§ **TEXTE FOURNI**:
Discorde dans la majorité

Sarkozy énerve. Et la tendance ne s’arrête pas à la gauche. Outre les villepinistes, depuis le début critiques à l’égard du président, certains barons de l’UMP montent au créneau. Après la crise à propos des OGM, nouvelles tensions en perspective dans les rangs de la majorité.

L’UMP serait-il sur le point de voler en éclats ? Depuis l’accession de Sarkozy à la tête du parti de la droite parlementaire, de nombreuses voix critiques s’élèvent à son encontre. Dans son propre parti, sa propre majorité.

Dans un entretien à L’Express du 6 mai, c’est Hervé Gaymard, député UMP, qui a jugé « incroyable que des bureaux politiques du parti du Président se tiennent au palais de l’Élysée ». L’ancien ministre de l’Economie du gouvernement Raffarin s’est ensuite référé à De Gaulle, incarnation, selon lui, « de la liberté de l’esprit et de la liberté intérieure». rapportgaymard_500.jpgAjoutant qu’il avait « toujours opéré une distinction nette entre les sphères publique et privée ». Première attaque !

§ **VOTRE TÂCHE**: Transcrivez fidèlement le passage de l'article sur la discorde au sein de la majorité, en commençant par « Sarkozy énerve. Et » et en poursuivant jusqu'à « de la majorité. ».

Lignes d'un jeu de données:
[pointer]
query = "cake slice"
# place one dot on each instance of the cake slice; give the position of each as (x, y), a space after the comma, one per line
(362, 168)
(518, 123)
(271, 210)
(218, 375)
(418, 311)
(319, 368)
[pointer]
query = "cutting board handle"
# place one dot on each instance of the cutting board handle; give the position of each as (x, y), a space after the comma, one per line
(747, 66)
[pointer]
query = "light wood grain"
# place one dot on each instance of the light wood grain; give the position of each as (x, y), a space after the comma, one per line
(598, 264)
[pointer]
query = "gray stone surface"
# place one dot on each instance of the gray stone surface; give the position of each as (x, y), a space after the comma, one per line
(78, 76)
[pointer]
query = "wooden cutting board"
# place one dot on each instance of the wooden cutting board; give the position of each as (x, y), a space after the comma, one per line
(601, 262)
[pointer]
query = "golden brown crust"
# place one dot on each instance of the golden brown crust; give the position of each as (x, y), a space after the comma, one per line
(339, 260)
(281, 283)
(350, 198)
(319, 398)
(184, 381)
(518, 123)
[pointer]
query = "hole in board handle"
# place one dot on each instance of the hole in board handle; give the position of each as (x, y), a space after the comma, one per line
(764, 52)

§ **RÉPONSE ATTENDUE**:
Sarkozy énerve. Et la tendance ne s’arrête pas à la gauche. Outre les villepinistes, depuis le début critiques à l’égard du président, certains barons de l’UMP montent au créneau. Après la crise à propos des OGM, nouvelles tensions en perspective dans les rangs de la majorité.